[Passage to read]:
※

18 Measuring performance
18.1 Profiling
Q1: Profile the following function with torture = TRUE
. What is surprising? Read the source code of rm()
to figure out what’s going on.
A: We expect f()
to create a vector (x
) of length n
, which is then removed so that f()
just returns NULL
. When we profile this function, it executes too fast for meaningful results.
profvis::profvis(f())
#> Error in parse_rprof(prof_output, expr_source): No parsing data available. Maybe your function was too fast?
Setting torture = TRUE
triggers garbage collection after every memory allocation call, which may be useful for more exact memory profiling.
profvis::profvis(f(), torture = TRUE)
Surprisingly, profiling f()
like this takes a very long time. What could be the reason?
We follow the hint in the question and inspect the source code of rm()
:
function (..., list = character(), pos = -1,
envir = as.environment(pos),
inherits = FALSE)

※

[Entries supplied]:

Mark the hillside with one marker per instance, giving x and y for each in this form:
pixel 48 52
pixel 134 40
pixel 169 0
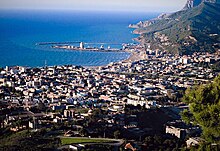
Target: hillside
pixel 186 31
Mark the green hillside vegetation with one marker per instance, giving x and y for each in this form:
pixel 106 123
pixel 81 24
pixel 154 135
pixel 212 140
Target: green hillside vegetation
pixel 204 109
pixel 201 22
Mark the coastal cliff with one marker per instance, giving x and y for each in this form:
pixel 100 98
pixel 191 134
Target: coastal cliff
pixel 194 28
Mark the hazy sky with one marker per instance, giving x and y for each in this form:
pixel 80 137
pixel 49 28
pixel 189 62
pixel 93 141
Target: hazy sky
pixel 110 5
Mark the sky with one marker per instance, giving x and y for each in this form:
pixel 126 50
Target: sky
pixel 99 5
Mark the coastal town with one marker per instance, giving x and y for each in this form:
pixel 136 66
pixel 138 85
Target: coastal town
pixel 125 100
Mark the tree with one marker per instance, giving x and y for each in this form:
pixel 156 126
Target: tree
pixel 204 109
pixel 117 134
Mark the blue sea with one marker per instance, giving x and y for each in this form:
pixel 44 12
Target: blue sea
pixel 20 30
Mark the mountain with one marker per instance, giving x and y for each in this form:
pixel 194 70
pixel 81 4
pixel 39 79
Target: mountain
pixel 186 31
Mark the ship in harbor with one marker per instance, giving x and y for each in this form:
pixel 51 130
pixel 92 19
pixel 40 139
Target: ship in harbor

※

[Your instructions]:
Continue the measuring-performance text about profiling f() with torture = TRUE, starting right after its last line.

[Answer to this task]:
{
dots <- match.call(expand.dots = FALSE)$...
if (
length(dots) && !all(
vapply(dots, function(x) is.symbol(x) ||
is.character(x), NA, USE.NAMES = FALSE)
)
)
stop("... must contain names or character strings")
names <- vapply(dots, as.character, "")
if (length(names) == 0L)
names <- character()
list <- .Primitive("c")(list, names)
.Internal(remove(list, envir, inherits))
}
rm()
does a surprising amount of work to get the name of the object to delete because it relies on non-standard evaluation.
We can make the job of rm()
considerably simpler by using the list
argument:
Unfortunately, this still takes too long, and we are literally stuck in profiling.
Anecdotally, one of the authors once finished the profiling under an older R version. But the output seemed to be not very meaningful.
In conclusion, this question appears to be unanswerable for us, even for Hadley.
18.2 Microbenchmarking
Q1: Instead of using bench::mark()
, you could use the built-in function system.time()
. But system.time()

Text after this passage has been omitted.